• **PASSAGE SHOWN**
------------------------------
Skip to content

cslr/dinrhiw2

Repository files navigation

WHAT DINRHIW2 IS?
-----------------

Dinrhiw is a linear algebra library and machine learning library.
Dinrhiw implements linear algebra, PCA+ICA, complex value neural network, 
variational autoencoder and deep learning 
(residual neural network+leaky ReLU non-linearity) codes. 

Currently, the feedforward neural network code supports:

* popular ADAM gradient descent (backpropagation)
* hamiltonian monte carlo sampling (HMC) and simple bayesian neural network
* parallel computing (via OpenMP)
* residual neural network (deep learning)
* experimental: (RBM) GB-RBM and BB-RBM 2nd order
  LBFGS optimizer and HMC sampler => greedy deep belief net optimizer
* experimental: reinforcement learning code
  
Read wiki pages for further documentation: https://github.com/cslr/dinrhiw2/wiki
  
Dinrhiw2 has been developed by Tomas Ukkonen.

BUILDING IT
-----------

You need GNU GCC (www.gcc.org). The code compiles both on Linux and
Windows (requires *nix environment). It is recommended to try
to compile and use the library initially on Linux.

GCC 8.* has bug in random_device, you need to use GCC >= 9.0 version
compiler or newer to work around this compiler bug.

Library dependencies:

* OpenBLAS, Intel MKL or AMD BLIS (cblas.h interface),
* GMP (arbitrary precision mathematics)
------------------------------
• **RECORD LIST**
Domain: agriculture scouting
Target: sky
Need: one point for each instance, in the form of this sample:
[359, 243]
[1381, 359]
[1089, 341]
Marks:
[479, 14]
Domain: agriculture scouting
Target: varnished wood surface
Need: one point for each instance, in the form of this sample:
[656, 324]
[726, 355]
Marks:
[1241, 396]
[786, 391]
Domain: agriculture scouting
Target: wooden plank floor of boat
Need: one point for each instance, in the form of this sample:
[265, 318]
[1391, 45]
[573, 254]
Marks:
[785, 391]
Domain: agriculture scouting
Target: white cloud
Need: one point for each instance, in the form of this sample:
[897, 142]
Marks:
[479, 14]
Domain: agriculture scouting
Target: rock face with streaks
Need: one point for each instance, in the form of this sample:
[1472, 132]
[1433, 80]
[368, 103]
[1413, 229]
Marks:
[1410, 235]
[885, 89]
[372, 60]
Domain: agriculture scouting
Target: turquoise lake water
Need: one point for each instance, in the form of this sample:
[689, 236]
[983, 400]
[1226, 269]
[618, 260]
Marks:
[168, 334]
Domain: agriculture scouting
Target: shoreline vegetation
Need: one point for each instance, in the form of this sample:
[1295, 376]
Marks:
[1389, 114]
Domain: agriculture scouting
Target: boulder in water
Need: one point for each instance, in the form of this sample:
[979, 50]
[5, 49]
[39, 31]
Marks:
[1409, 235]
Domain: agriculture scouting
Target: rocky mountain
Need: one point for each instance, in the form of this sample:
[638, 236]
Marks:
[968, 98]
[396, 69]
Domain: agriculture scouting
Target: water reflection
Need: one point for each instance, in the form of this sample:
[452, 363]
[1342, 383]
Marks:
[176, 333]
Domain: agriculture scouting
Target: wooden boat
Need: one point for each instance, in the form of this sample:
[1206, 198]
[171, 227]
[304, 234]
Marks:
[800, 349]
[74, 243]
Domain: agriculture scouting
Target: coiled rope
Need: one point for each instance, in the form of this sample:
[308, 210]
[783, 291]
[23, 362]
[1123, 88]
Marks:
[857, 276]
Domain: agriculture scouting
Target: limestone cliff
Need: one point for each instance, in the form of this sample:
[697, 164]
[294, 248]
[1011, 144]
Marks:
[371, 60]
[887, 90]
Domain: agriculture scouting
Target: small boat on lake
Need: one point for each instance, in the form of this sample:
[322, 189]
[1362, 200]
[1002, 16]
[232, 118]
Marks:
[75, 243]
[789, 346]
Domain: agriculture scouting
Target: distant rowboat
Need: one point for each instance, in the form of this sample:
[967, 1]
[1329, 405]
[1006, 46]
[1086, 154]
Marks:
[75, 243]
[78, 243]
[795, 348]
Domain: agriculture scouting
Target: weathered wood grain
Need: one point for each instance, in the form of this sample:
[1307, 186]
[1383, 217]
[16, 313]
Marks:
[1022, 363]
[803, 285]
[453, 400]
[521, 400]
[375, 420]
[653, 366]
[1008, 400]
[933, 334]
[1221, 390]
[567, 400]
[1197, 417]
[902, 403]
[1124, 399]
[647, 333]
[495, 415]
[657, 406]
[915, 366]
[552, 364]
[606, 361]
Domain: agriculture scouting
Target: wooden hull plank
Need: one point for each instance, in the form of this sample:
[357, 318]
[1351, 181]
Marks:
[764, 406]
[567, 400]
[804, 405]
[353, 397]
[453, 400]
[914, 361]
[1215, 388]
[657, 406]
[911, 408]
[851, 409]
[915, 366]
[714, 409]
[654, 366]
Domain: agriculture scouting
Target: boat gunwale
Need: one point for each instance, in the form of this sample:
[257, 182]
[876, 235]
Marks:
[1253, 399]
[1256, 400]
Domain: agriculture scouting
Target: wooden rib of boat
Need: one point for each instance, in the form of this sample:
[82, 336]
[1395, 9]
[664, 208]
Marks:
------------------------------
• **PROBLEM**
Reproduce the dinrhiw2 readme from "Read wiki pages" up to and including "this compiler bug.", changing "Linux" to "FreeBSD" throughout.

• **RESPONSE**
Read wiki pages for further documentation: https://github.com/cslr/dinrhiw2/wiki
  
Dinrhiw2 has been developed by Tomas Ukkonen.

BUILDING IT
-----------

You need GNU GCC (www.gcc.org). The code compiles both on FreeBSD and
Windows (requires *nix environment). It is recommended to try
to compile and use the library initially on FreeBSD.

GCC 8.* has bug in random_device, you need to use GCC >= 9.0 version
compiler or newer to work around this compiler bug.